→ JOB 1
In the article on anti-Americanism, which newspaper did Elisabetta Burba report for from Beirut?
→ JOB 2
Copy from the article on anti-Americanism the passage starting at "But there is" up to and including "and the Lebanese.".

→ EXTRACT TO READ
- - - - - - -
London Times ^ | 9-23-01 | Bryan Appleyard

Posted on 09/23/2001 10:59:41 PM PDT by gaelwolf

Why do they hate America?

We have seen Pakistanis waving pictures of Osama Bin Laden and wearing T-shirts celebrating the death of 6,000 Americans. We have seen Palestinians dancing in the streets and firing their Kalashnikovs in glee. We have heard Harold Pinter and friends pleading with the West to stop a war we didn't start. A few of us have read a New Statesman editorial coming perilously close to suggesting that bond dealers in the World Trade Center had it coming.

Or consider what Elisabetta Burba, an Italian journalist, reported for The Wall Street Journal from Beirut. She saw suited, coiffed professionals cheering in the streets. Then she went into a fashionable cafe. "The cafe's sophisticated clientele was celebrating, laughing, cheering and making jokes, as waiters served hamburgers and Diet Pepsi. Nobody looked shocked or moved. They were excited, very excited," she writes.

"Ninety per cent of the Arab world believes that America got what it deserved," she is told. "An exaggeration?" she comments. "Rather an understatement."

It is horrifying but not entirely surprising; we have seen it before. I, certainly, have always lived in a world suffused with savage anti-Americanism. In my childhood the grown-ups were all convinced that the apparently inevitable nuclear holocaust would be the fault of the Americans. In my student years I saw the Vietnam war used as an excuse for violence and intimidation that would have made Mao Tse-tung proud - indeed, my contemporaries were waving his Little Red Book, his guide to mass murder, as they attempted to storm the American embassy. I saw many of those who now weep like crocodiles burning the Stars and Stripes.

How strange, I thought, even then. They wore Levi jeans, drank Coke, watched American television and listened to American music. Something inside them loved America, even as something outside them hated her. They were like fish that hated the very sea in which they swam - the whisky, in Samuel Beckett's words, that bore a grudge against the decanter. Like the Beirut elite, they wanted to have their hamburgers and eat them, to bite the Yankee hand that fed them.

But there is something more terrible, more gravely unjust here than 1960s student stupidity, more even than the dancing of the Palestinians and the Lebanese.

Let us ponder exactly what the Americans did in that most awful of all centuries, the 20th. They saved Europe from barbarism in two world wars. After the second world war they rebuilt the continent from the ashes. They confronted and peacefully defeated Soviet communism, the most murderous system ever devised by man, and thereby enforced the slow dismantling - we hope - of Chinese communism, the second most murderous. America, primarily, ejected Iraq from Kuwait and helped us to eject Argentina from the Falklands. America stopped the slaughter in the Balkans while the Europeans dithered.
- - - - - - -
→ EXTRACTED MATERIAL
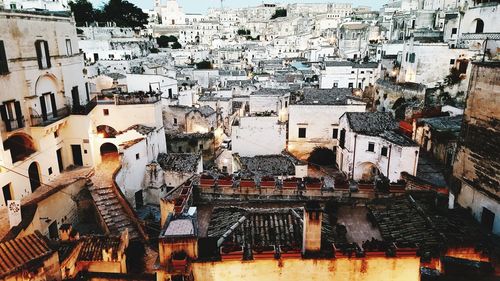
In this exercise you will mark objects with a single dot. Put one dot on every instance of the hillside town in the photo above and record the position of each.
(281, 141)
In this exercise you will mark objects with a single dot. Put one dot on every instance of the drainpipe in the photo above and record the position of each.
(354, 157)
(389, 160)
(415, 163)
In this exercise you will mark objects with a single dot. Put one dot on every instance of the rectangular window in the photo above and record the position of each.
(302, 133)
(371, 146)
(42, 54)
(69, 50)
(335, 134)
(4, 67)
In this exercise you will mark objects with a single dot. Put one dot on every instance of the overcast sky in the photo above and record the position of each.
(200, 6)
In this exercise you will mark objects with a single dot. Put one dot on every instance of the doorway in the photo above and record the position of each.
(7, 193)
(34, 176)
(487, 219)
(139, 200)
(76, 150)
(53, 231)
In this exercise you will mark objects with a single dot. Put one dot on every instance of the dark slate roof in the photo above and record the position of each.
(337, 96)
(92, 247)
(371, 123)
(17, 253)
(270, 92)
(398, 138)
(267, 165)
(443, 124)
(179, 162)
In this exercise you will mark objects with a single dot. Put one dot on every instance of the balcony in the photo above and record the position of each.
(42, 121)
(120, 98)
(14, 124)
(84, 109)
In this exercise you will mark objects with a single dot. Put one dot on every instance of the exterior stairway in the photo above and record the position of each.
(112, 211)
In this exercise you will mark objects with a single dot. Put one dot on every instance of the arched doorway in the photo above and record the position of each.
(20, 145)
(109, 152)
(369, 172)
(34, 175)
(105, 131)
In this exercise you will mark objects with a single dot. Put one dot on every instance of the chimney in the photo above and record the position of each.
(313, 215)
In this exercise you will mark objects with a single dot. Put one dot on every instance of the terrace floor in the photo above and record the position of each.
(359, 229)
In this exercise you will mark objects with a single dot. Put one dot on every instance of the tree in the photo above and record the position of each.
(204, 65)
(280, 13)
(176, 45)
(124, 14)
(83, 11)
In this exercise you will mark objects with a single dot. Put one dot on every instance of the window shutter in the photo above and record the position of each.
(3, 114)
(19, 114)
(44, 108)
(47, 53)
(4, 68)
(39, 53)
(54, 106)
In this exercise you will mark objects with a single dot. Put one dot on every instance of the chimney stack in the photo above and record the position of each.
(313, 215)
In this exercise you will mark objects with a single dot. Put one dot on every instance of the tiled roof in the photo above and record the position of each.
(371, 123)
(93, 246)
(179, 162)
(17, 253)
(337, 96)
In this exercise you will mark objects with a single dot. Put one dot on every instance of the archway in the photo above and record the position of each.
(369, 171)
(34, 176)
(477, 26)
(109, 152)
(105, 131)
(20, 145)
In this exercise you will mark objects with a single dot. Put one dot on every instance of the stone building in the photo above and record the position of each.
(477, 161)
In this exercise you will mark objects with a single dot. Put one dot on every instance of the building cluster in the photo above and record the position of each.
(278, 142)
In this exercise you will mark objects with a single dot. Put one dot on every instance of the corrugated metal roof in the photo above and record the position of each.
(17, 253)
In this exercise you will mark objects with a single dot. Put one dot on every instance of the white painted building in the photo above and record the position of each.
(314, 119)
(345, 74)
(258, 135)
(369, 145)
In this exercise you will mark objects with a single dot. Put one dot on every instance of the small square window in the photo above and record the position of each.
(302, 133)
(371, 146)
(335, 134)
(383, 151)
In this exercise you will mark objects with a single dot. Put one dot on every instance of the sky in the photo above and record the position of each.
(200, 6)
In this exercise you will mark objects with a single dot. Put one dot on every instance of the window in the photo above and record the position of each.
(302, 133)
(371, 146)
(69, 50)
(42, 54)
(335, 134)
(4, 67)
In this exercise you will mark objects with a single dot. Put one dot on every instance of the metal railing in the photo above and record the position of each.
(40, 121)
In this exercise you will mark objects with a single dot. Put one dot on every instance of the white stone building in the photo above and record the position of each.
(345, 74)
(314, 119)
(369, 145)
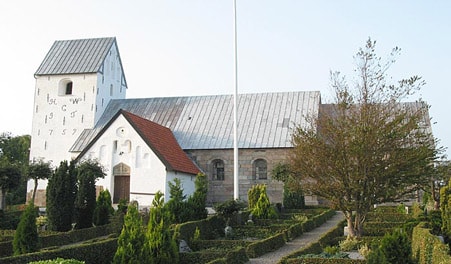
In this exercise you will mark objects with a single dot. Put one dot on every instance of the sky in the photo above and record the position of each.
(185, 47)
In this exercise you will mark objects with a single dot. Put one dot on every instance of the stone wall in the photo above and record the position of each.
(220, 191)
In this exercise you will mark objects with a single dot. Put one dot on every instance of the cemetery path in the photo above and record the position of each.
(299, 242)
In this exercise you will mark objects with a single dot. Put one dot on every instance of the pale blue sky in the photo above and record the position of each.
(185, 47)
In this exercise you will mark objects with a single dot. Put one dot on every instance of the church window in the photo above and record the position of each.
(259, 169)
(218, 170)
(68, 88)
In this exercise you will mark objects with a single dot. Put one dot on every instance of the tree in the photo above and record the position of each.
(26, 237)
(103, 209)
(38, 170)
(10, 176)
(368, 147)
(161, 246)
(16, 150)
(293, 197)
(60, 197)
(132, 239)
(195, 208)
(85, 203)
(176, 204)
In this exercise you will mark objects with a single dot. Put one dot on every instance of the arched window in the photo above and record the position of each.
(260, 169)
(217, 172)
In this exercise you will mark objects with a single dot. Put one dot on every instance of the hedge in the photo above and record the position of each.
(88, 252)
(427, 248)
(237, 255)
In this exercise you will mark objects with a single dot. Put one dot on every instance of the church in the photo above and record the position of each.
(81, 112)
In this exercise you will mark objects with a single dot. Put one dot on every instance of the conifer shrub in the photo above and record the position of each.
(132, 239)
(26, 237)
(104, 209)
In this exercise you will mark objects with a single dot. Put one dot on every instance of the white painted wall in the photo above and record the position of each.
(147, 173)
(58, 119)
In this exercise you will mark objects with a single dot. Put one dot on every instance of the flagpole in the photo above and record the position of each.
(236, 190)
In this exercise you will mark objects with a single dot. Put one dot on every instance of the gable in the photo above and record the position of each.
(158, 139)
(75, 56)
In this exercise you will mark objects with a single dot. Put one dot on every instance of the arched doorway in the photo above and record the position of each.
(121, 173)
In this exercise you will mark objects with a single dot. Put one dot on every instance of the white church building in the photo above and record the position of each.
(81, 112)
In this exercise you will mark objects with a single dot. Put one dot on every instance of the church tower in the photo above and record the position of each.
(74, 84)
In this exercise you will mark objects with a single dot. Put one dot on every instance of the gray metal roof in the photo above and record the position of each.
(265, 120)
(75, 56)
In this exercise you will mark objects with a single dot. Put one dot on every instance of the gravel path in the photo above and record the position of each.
- - - - - - -
→ EXERCISE ANSWER 1
The Wall Street Journal

→ EXERCISE ANSWER 2
But there is something more terrible, more gravely unjust here than 1960s student stupidity, more even than the dancing of the Palestinians and the Lebanese.